▶ [What to work on]: From the entries below, gather every line that contains the string "machine". Case counts.

▶ [Input records]:
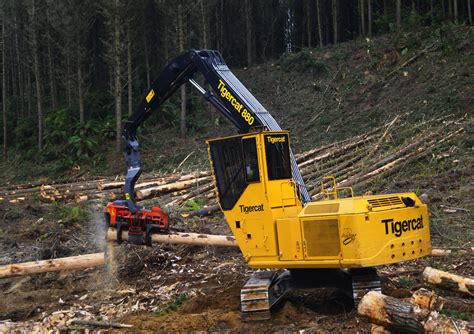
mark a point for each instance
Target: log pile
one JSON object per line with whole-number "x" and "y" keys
{"x": 420, "y": 314}
{"x": 353, "y": 161}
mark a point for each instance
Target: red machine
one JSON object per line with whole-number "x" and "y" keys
{"x": 140, "y": 225}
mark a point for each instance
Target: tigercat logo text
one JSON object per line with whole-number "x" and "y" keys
{"x": 397, "y": 228}
{"x": 239, "y": 107}
{"x": 251, "y": 208}
{"x": 274, "y": 140}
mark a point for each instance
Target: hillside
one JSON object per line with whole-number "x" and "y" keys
{"x": 389, "y": 114}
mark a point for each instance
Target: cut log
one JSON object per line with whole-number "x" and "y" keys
{"x": 65, "y": 263}
{"x": 166, "y": 188}
{"x": 391, "y": 313}
{"x": 400, "y": 316}
{"x": 427, "y": 299}
{"x": 183, "y": 238}
{"x": 205, "y": 211}
{"x": 449, "y": 281}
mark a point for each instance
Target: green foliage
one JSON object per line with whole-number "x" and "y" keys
{"x": 303, "y": 61}
{"x": 178, "y": 300}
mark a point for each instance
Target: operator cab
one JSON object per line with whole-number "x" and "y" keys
{"x": 254, "y": 169}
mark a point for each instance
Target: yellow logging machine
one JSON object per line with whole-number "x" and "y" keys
{"x": 298, "y": 243}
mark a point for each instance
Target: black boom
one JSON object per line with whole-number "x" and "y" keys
{"x": 231, "y": 98}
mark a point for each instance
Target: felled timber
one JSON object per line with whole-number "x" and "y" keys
{"x": 196, "y": 239}
{"x": 396, "y": 315}
{"x": 167, "y": 188}
{"x": 64, "y": 263}
{"x": 427, "y": 300}
{"x": 449, "y": 281}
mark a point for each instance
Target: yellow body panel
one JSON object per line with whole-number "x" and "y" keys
{"x": 274, "y": 230}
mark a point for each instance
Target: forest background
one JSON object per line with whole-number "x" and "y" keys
{"x": 73, "y": 71}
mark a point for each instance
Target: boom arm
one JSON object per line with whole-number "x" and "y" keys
{"x": 233, "y": 100}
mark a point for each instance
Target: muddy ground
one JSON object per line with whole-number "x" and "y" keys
{"x": 181, "y": 288}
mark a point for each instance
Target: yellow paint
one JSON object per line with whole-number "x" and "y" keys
{"x": 341, "y": 232}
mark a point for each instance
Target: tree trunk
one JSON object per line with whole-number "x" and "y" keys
{"x": 129, "y": 71}
{"x": 221, "y": 25}
{"x": 469, "y": 14}
{"x": 117, "y": 79}
{"x": 335, "y": 21}
{"x": 28, "y": 92}
{"x": 68, "y": 80}
{"x": 309, "y": 23}
{"x": 4, "y": 91}
{"x": 320, "y": 25}
{"x": 80, "y": 91}
{"x": 455, "y": 7}
{"x": 36, "y": 67}
{"x": 43, "y": 266}
{"x": 362, "y": 16}
{"x": 249, "y": 31}
{"x": 399, "y": 14}
{"x": 181, "y": 27}
{"x": 52, "y": 83}
{"x": 369, "y": 16}
{"x": 21, "y": 82}
{"x": 147, "y": 64}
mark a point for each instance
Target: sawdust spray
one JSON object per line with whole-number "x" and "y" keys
{"x": 98, "y": 229}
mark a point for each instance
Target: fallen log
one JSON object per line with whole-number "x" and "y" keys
{"x": 205, "y": 211}
{"x": 64, "y": 263}
{"x": 182, "y": 238}
{"x": 427, "y": 299}
{"x": 166, "y": 188}
{"x": 397, "y": 315}
{"x": 449, "y": 281}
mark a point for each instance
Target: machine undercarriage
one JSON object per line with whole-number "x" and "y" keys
{"x": 266, "y": 289}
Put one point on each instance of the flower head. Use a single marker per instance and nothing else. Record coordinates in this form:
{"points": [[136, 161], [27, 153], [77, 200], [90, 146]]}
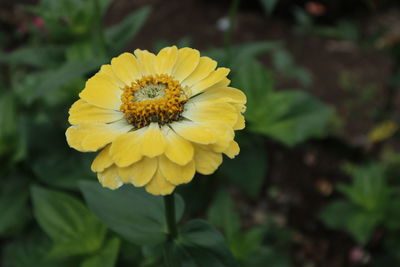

▶ [In response]:
Target: red machine
Target: yellow logging machine
Target: machine undercarriage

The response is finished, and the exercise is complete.